[Position identification records]
------------------------------------

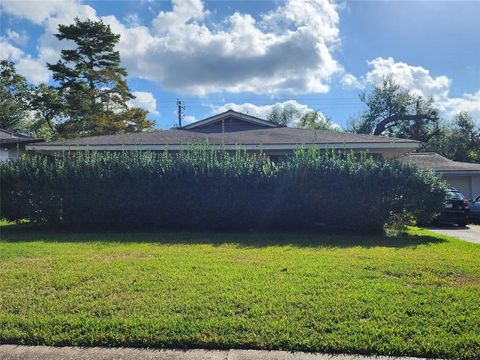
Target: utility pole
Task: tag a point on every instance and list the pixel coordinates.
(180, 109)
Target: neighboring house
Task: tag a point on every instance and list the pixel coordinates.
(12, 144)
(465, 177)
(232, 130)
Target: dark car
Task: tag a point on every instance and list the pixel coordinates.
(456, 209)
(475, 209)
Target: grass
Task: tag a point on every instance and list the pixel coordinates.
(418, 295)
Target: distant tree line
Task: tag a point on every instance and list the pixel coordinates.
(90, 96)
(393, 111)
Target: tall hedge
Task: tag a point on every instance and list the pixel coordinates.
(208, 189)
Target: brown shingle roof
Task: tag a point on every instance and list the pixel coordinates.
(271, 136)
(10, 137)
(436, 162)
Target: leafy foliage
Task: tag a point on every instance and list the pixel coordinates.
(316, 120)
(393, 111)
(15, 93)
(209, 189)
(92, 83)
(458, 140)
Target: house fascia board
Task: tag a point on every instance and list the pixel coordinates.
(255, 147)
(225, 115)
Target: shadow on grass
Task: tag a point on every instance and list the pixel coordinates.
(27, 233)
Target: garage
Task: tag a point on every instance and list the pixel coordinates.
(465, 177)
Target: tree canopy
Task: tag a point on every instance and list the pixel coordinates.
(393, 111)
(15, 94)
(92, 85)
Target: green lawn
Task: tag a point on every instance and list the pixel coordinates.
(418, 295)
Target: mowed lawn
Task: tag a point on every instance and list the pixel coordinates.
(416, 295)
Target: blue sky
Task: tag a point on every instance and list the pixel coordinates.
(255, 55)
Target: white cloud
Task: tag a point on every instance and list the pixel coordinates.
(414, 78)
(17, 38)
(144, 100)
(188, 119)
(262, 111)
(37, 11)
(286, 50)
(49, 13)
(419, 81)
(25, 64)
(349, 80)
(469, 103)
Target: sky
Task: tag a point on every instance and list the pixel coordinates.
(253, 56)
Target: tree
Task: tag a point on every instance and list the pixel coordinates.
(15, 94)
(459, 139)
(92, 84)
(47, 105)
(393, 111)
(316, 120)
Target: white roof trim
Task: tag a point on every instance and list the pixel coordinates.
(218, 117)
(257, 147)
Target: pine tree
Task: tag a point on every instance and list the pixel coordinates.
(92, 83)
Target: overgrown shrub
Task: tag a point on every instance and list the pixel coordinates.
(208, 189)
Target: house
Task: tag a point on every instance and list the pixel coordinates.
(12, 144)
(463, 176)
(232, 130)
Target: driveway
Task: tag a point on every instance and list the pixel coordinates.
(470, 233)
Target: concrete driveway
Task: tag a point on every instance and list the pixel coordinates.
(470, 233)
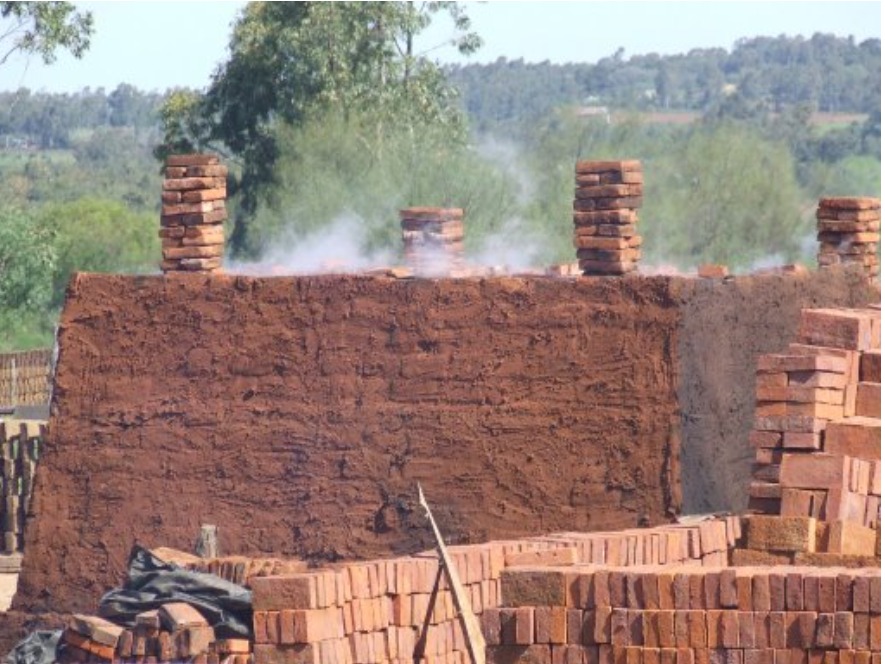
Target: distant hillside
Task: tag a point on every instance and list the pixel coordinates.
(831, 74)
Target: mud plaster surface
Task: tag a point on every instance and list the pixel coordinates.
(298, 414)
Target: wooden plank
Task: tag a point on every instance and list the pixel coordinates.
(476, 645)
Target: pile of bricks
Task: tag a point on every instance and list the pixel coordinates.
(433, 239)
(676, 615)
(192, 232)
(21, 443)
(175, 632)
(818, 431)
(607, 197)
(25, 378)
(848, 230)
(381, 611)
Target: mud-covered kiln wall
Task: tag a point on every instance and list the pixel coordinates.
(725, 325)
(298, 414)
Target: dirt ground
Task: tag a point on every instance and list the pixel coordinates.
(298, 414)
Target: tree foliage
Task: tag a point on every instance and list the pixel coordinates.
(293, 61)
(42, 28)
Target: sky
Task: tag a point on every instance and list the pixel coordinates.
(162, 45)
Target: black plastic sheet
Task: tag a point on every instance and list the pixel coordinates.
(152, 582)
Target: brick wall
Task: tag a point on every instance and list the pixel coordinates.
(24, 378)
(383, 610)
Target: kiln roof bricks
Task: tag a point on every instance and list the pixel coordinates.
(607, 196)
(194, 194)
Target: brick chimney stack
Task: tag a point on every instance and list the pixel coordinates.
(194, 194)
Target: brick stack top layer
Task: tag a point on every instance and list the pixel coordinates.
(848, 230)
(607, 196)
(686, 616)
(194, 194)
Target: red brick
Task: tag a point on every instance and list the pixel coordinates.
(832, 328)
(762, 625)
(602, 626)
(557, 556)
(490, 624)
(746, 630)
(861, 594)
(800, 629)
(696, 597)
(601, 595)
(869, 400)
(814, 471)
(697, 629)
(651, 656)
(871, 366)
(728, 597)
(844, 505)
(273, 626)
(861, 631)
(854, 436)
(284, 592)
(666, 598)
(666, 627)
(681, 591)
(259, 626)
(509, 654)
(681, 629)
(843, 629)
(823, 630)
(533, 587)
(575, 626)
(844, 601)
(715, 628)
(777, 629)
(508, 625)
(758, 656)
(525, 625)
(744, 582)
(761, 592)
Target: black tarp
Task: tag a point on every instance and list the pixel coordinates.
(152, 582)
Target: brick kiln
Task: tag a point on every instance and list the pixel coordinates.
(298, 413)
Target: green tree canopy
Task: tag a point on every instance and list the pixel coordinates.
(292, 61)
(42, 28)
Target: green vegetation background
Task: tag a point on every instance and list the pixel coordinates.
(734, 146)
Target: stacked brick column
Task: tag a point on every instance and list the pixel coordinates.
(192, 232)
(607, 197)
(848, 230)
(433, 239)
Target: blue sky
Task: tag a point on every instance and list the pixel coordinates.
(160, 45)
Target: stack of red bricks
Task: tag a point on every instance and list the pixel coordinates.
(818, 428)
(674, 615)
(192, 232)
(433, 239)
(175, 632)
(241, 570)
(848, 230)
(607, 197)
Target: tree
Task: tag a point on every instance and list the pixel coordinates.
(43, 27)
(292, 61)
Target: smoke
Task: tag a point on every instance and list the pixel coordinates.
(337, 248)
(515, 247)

------------------------------------

### Your objective
Rewrite the part of the data that opens with the line containing "Target: stacked brick column" and closes at the end of the data, changing "stack of red bricks" to "pile of red bricks" and leaving everything else unchanged.

### Exercise answer
Target: stacked brick column
Task: tag a point on every instance and list the pixel coordinates.
(192, 232)
(607, 197)
(848, 230)
(433, 239)
Target: blue sky
Task: tag a point on every instance and list the pixel coordinates.
(160, 45)
Target: pile of red bricks
Task: tag a point on every instance and list the pixel coordinates.
(818, 428)
(674, 615)
(192, 232)
(433, 239)
(175, 632)
(241, 570)
(848, 230)
(607, 197)
Target: tree
Task: tag a point on every instance and list the pixel coordinates.
(43, 27)
(292, 61)
Target: smoke
Task: tag a point on every instance and list the pixel coordinates.
(337, 248)
(515, 247)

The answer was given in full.